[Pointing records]
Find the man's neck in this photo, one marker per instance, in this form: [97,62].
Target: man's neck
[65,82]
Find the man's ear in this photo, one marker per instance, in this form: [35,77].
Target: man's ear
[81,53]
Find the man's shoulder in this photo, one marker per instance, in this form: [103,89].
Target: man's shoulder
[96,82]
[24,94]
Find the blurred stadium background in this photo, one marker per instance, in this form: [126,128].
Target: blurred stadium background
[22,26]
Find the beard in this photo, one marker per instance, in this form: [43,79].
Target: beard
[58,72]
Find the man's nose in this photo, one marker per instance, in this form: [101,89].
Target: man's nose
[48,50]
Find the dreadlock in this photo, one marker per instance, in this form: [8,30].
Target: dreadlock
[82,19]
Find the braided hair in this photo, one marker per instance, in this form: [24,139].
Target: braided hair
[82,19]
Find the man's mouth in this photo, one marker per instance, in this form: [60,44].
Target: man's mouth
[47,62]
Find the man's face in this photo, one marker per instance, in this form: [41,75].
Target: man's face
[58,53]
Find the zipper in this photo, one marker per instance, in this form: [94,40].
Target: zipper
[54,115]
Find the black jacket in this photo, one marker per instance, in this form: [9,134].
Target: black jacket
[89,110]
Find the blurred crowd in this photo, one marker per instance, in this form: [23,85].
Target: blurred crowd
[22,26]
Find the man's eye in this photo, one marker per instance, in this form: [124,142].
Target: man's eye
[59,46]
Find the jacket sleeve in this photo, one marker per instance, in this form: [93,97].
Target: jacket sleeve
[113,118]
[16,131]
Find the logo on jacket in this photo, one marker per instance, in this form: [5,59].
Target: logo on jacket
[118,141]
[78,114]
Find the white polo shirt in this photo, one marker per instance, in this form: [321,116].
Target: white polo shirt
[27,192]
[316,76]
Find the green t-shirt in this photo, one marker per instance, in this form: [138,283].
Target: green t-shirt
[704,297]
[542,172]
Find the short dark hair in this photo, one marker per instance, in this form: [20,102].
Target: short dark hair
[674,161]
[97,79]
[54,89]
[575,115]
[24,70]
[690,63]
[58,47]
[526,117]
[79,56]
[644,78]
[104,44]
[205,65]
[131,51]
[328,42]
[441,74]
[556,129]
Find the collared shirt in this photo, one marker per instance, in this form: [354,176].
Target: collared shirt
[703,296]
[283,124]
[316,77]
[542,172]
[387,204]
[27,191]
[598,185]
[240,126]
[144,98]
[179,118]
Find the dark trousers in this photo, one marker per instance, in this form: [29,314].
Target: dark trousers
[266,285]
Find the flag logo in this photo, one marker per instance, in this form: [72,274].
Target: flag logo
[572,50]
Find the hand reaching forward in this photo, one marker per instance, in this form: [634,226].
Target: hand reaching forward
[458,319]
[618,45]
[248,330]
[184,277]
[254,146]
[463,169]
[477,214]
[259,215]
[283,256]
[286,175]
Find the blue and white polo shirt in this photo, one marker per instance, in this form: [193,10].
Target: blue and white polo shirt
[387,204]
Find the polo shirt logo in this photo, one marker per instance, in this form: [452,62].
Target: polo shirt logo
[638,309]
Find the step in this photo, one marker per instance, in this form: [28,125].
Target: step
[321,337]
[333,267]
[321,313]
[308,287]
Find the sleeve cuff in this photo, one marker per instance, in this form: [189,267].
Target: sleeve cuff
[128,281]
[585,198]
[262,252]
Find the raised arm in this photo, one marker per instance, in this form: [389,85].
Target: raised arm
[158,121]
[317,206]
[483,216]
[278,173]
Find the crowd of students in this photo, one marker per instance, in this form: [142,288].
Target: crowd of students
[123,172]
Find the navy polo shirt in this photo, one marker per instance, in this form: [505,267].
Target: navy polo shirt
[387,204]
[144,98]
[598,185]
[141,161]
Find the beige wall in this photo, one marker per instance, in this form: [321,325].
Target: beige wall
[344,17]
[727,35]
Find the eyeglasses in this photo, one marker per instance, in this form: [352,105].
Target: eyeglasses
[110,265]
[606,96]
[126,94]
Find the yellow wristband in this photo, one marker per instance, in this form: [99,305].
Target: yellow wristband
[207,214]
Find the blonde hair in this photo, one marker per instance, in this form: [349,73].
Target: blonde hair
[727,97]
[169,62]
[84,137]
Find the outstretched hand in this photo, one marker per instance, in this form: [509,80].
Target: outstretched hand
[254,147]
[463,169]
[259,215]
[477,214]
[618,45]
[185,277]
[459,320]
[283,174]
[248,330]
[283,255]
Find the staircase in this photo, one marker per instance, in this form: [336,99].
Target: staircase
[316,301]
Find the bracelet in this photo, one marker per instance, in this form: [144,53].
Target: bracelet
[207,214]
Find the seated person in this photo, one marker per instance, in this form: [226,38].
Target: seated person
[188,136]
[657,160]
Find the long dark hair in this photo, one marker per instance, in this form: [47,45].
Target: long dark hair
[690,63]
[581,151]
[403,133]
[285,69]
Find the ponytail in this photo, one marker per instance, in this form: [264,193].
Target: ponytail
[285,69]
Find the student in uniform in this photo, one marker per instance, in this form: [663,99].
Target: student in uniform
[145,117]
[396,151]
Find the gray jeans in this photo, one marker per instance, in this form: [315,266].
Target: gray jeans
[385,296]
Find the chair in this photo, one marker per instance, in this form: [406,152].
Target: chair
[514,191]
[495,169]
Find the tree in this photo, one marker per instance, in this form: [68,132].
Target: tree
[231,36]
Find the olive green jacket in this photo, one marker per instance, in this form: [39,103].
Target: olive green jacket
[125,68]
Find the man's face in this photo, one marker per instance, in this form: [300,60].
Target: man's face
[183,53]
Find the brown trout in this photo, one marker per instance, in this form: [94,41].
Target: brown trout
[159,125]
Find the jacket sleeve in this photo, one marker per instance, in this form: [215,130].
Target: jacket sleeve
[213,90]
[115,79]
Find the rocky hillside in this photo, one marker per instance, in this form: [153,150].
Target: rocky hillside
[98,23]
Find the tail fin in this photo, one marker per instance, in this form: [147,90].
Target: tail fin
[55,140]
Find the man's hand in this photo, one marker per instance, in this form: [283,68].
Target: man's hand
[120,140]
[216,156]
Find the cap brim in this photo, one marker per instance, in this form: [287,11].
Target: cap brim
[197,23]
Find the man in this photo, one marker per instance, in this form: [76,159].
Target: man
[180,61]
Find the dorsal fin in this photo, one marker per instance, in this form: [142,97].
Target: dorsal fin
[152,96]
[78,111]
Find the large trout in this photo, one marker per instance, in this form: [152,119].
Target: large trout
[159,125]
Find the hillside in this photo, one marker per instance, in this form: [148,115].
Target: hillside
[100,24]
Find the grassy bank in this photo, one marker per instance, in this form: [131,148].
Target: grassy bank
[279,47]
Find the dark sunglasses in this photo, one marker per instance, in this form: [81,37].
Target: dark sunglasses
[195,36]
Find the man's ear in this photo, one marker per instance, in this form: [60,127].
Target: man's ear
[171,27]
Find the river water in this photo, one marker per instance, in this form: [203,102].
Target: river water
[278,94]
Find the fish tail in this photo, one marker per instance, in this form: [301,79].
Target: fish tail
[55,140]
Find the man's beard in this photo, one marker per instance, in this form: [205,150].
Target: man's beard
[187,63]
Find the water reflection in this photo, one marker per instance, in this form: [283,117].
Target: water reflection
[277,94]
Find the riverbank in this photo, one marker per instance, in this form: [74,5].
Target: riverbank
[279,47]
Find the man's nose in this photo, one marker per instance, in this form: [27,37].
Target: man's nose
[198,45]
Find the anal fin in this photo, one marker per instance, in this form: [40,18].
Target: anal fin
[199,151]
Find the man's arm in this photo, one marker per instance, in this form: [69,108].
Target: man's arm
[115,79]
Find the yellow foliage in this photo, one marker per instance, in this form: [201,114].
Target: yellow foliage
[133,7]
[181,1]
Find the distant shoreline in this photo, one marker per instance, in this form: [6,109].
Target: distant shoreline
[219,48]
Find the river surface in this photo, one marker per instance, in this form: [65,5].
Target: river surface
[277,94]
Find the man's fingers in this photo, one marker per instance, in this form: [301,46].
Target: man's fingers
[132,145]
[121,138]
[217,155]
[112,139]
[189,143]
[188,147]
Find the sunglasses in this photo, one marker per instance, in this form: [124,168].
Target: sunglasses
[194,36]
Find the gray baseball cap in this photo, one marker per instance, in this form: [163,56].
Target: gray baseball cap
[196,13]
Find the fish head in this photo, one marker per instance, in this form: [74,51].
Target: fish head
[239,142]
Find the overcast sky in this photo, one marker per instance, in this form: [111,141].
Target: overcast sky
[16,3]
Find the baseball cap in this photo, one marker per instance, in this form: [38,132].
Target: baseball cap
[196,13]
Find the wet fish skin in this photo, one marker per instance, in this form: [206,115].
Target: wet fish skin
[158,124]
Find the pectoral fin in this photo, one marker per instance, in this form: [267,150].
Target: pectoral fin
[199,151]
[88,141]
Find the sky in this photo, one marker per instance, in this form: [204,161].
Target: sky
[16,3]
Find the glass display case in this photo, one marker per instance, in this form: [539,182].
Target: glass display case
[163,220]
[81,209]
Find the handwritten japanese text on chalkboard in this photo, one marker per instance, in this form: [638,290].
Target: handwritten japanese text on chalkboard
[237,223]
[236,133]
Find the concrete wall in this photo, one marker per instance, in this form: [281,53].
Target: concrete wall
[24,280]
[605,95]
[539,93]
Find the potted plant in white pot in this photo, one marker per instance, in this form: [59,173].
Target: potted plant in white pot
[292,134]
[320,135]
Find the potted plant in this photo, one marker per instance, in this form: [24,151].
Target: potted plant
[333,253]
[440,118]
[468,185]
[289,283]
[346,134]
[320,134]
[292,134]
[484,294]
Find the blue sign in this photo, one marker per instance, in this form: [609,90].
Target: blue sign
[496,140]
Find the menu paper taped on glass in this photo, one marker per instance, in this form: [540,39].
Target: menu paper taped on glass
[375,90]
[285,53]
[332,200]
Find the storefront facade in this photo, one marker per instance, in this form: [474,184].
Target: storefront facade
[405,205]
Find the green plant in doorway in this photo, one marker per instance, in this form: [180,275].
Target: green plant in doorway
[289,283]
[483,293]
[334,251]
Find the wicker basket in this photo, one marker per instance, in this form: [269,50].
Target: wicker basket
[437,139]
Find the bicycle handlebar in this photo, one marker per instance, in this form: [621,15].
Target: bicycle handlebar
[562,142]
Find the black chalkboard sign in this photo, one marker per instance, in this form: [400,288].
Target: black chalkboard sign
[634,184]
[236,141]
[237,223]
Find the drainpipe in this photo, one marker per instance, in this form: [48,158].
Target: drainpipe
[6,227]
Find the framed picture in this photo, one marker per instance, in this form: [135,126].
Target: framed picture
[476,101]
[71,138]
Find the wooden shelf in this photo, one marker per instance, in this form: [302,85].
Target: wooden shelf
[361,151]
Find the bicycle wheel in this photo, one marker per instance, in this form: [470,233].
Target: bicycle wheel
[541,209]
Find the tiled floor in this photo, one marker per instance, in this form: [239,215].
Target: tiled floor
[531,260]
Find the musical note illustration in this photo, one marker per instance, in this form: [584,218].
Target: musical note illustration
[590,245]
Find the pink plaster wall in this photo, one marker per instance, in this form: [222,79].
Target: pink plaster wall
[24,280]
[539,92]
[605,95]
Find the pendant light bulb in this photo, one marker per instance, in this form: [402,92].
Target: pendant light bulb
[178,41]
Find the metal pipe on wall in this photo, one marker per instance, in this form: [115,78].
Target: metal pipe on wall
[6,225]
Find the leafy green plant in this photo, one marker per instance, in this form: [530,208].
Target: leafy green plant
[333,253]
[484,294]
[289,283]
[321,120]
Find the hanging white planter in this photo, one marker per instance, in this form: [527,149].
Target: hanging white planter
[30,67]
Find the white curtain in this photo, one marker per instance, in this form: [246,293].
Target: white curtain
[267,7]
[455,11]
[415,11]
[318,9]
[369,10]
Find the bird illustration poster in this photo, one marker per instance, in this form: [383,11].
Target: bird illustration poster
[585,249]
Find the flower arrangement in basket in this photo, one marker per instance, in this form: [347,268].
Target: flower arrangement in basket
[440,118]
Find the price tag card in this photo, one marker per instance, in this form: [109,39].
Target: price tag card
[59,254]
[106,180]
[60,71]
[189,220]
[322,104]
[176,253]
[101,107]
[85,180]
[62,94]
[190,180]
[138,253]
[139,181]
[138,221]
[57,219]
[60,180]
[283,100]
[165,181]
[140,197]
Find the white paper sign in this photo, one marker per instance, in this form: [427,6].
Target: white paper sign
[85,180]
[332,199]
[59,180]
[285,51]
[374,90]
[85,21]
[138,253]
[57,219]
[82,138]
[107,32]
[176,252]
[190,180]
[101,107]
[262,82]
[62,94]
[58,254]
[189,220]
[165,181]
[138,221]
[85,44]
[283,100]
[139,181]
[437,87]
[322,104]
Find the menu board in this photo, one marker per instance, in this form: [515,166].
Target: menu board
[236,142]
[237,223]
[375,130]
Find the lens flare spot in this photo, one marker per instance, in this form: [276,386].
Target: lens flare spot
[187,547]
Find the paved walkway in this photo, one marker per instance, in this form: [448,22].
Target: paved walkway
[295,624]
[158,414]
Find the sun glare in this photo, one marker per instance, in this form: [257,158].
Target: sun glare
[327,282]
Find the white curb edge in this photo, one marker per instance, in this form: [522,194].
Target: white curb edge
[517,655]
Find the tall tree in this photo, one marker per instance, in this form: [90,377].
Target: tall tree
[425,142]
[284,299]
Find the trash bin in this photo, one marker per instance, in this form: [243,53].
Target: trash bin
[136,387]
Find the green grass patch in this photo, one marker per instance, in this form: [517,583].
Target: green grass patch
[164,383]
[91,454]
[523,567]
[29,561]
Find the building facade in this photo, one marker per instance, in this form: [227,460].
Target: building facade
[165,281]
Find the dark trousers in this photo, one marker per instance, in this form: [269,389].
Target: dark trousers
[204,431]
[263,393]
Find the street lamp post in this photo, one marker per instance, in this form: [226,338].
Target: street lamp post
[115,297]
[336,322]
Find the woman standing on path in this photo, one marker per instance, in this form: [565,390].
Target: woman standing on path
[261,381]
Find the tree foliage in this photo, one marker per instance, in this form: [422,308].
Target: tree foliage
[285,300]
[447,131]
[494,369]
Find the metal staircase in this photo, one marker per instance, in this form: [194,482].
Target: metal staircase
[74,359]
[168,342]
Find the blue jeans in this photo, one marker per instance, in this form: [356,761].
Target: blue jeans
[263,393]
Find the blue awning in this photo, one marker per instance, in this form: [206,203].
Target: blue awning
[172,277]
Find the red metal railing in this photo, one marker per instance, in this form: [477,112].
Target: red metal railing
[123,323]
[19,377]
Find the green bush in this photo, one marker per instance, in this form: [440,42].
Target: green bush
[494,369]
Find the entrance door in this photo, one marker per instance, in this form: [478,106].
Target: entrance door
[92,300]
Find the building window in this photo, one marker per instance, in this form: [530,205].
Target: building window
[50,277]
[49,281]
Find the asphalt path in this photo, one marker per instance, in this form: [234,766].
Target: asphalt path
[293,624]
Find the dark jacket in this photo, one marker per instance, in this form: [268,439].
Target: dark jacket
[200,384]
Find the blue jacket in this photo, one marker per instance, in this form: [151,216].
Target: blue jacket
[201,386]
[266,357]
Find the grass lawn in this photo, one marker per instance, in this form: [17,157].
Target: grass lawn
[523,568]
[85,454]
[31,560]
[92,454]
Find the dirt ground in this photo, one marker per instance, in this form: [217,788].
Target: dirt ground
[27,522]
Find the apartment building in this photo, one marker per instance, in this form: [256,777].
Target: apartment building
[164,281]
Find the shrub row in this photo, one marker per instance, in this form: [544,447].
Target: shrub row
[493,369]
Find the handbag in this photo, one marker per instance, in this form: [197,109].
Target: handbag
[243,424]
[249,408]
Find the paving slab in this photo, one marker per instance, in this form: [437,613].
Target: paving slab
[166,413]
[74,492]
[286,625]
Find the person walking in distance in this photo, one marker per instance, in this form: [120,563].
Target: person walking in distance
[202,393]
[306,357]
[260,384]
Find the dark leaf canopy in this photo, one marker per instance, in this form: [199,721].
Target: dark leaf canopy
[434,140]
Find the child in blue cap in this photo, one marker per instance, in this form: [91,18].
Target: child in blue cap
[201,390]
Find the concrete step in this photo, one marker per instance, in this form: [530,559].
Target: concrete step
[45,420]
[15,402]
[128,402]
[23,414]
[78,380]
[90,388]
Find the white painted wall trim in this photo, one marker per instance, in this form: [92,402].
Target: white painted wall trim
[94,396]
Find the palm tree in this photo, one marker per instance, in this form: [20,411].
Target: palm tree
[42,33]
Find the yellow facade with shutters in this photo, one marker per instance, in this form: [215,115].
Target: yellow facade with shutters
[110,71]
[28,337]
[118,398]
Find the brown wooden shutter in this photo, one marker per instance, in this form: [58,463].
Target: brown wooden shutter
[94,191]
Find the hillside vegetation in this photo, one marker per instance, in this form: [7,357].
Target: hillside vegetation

→ AIM OF THE EXERCISE: In the entries above, take the line containing "Find the white painted" and each later line through the last, and repeat them exactly. Output nothing else.

→ COMPLETED EXERCISE:
Find the white painted wall trim in this photo, one marker per instance, in this form: [92,402].
Target: white painted wall trim
[94,396]
Find the palm tree in this photo, one marker per instance, in this form: [20,411].
Target: palm tree
[42,33]
Find the yellow facade with shutters in this photo, one marker per instance, in this form: [215,115].
Target: yellow facade with shutters
[110,71]
[28,337]
[118,398]
Find the brown wooden shutter in this photo, one marker per instance, in this form: [58,463].
Target: brown wooden shutter
[94,191]
Find the hillside vegetation in this photo, one marker per instance, in this form: [7,357].
Target: hillside vegetation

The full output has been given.